WHAT IS NEEDED>
Express the stretch of the listing from the line containing "Report x and y for each instance of the chandelier" through the line containing "x=627, y=359" as a two-column CSV with the headers text and answer, giving one row per text-and-answer pair. Put each value in a single quoted field, with line breaks turned into spaces.

RECORDS FOR THIS TASK>

_ _ _ _ _

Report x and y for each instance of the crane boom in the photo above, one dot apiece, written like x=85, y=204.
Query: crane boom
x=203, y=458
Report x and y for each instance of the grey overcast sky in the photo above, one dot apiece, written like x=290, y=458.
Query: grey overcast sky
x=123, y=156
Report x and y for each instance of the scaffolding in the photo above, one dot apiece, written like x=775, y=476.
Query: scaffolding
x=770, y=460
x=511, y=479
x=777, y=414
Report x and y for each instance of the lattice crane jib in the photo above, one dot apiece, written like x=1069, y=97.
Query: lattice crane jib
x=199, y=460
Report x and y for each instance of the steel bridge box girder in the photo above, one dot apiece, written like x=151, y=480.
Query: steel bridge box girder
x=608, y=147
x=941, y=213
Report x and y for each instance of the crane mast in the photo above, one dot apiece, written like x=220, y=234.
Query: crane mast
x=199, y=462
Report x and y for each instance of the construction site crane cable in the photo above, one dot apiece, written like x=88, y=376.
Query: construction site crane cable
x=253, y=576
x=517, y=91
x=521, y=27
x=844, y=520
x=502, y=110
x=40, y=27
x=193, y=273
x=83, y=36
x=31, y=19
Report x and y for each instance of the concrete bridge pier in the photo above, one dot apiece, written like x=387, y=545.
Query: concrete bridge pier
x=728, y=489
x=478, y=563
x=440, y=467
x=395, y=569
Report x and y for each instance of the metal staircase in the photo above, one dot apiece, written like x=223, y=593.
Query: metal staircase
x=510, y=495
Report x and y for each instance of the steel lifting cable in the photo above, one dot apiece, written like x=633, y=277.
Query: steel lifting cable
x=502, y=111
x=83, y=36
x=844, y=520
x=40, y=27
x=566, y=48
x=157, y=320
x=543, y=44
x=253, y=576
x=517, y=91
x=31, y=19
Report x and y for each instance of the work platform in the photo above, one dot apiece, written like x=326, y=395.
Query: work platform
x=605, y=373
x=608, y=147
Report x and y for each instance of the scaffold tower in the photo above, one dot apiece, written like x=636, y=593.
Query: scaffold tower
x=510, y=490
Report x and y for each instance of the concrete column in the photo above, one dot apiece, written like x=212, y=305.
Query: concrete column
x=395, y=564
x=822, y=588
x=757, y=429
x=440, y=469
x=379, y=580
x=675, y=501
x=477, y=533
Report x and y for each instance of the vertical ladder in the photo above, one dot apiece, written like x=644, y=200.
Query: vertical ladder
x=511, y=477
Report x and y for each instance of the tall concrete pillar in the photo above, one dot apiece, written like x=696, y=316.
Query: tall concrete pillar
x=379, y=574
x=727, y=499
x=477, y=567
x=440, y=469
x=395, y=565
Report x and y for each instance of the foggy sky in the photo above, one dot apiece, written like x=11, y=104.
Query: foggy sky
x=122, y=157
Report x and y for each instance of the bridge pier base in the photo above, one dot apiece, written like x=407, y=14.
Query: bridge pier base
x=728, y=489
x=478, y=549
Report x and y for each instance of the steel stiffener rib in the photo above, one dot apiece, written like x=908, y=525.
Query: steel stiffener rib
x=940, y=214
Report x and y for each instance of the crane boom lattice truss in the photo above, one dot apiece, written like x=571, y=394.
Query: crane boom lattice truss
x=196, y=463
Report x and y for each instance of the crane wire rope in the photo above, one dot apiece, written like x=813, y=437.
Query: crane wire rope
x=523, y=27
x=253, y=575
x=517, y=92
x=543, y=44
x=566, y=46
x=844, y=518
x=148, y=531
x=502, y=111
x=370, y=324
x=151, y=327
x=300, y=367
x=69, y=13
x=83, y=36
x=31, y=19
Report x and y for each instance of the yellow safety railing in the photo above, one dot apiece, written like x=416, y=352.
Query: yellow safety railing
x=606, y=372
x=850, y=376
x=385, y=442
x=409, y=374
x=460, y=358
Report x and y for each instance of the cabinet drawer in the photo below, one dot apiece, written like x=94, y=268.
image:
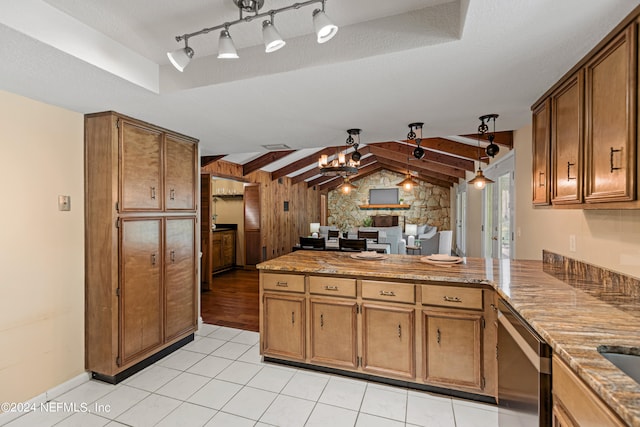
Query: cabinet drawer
x=283, y=282
x=332, y=286
x=452, y=296
x=388, y=291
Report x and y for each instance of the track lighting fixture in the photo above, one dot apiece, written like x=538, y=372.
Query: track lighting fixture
x=415, y=133
x=325, y=30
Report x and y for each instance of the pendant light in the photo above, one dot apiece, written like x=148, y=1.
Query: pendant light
x=480, y=181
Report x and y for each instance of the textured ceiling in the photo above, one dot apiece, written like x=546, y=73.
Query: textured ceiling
x=440, y=62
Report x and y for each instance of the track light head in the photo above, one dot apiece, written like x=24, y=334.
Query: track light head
x=180, y=58
x=226, y=48
x=325, y=29
x=272, y=39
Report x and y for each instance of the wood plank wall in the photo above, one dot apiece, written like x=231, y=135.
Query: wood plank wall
x=280, y=230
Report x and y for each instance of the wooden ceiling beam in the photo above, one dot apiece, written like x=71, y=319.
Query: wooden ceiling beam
x=264, y=160
x=445, y=159
x=207, y=160
x=413, y=162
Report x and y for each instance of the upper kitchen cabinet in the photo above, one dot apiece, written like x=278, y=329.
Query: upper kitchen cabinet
x=611, y=93
x=157, y=168
x=541, y=146
x=591, y=117
x=567, y=140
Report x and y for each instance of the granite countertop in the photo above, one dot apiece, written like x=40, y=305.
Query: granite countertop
x=571, y=320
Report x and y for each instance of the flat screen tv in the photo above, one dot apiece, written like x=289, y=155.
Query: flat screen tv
x=383, y=196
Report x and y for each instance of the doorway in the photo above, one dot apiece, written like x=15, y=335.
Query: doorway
x=498, y=220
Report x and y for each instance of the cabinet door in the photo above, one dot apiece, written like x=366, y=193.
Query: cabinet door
x=284, y=325
x=180, y=277
x=567, y=140
x=541, y=153
x=453, y=348
x=333, y=333
x=611, y=121
x=388, y=340
x=141, y=298
x=229, y=248
x=140, y=168
x=180, y=174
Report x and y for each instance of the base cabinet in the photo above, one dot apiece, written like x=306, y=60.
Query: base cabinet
x=334, y=333
x=388, y=340
x=284, y=332
x=429, y=334
x=453, y=348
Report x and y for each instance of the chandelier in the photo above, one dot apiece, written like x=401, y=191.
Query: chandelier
x=324, y=29
x=339, y=166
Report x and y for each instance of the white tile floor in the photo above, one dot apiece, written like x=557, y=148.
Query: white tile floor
x=220, y=380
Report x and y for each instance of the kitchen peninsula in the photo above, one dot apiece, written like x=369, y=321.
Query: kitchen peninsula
x=402, y=320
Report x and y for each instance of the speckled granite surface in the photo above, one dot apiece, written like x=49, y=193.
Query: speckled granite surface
x=571, y=320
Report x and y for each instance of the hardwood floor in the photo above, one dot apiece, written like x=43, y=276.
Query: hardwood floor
x=233, y=300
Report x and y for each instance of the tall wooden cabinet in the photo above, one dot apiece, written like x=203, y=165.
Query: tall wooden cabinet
x=140, y=243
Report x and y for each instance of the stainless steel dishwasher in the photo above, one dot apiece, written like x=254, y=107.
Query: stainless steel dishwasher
x=524, y=373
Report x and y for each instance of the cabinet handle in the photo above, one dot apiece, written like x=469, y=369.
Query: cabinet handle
x=611, y=159
x=569, y=164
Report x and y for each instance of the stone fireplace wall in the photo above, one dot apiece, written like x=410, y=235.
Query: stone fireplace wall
x=429, y=204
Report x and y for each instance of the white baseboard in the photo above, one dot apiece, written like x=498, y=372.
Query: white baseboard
x=52, y=393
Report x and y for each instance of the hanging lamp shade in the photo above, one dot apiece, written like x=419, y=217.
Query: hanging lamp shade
x=272, y=39
x=226, y=48
x=325, y=29
x=480, y=181
x=180, y=58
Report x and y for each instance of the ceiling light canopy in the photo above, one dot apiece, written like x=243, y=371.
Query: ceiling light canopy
x=325, y=30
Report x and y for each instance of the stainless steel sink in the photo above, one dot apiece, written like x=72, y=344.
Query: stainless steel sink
x=627, y=359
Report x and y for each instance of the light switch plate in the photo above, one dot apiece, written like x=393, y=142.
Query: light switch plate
x=64, y=203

_ _ _ _ _

THE COMPLETED TASK>
text,answer
"Report x and y for each instance of the chandelier in the photo above, one dot apiece, written like x=401, y=191. Query: chandelier","x=324, y=29 x=339, y=166"
"Report x and y for each instance of the white tile floor in the photo above, one dot apiece, written like x=557, y=148. Query: white tile floor","x=220, y=380"
"Report x and y for each instance of the kitchen peninsula in the photo above, one dot apiece, written like x=369, y=321. Query: kitchen peninsula","x=402, y=320"
"Report x and y for each instance of the speckled granite surface in the photo above, one dot apiece, written like x=49, y=193. Query: speckled granite surface","x=571, y=320"
"Report x and y for each instance of the hardwood floor in the photo above, one dot apiece, written like x=43, y=276. Query: hardwood floor","x=233, y=300"
"Report x and y for each instance of the tall wooden cabinet in the photo above, one dot apiece, written like x=203, y=165. Query: tall wooden cabinet","x=140, y=243"
"Report x and y for each instance of the stainless steel dishwasher in the photo above, one dot apiece, written like x=254, y=107. Query: stainless steel dishwasher","x=524, y=373"
"Report x and y for each instance of the cabinet handle in the photo above, one dot apiece, written like x=469, y=369. Query: cabinet handle","x=611, y=159 x=569, y=164"
"Report x and y for each instance of the stone fireplace wall in the photo above, one dot apiece, written like x=410, y=235. Query: stone fireplace wall","x=429, y=204"
"Report x and y for each instance of the white baseboard in the photo above, one dot apiece, written like x=498, y=372. Query: white baseboard","x=52, y=393"
"Report x and y for each instance of the hanging lamp shade in the photo above, one dot apiece, written like x=419, y=217. Query: hanging lamp shade","x=272, y=39 x=226, y=48 x=325, y=29 x=480, y=181 x=180, y=58"
"Report x and y for each instance of the ceiling light canopy in the photo above, one dot apiece, written like x=243, y=371. Query: ceiling light canopy","x=325, y=30"
"Report x and y for each instance of the stainless steel sink in the photo above, one dot apiece, written like x=72, y=344. Query: stainless steel sink","x=627, y=359"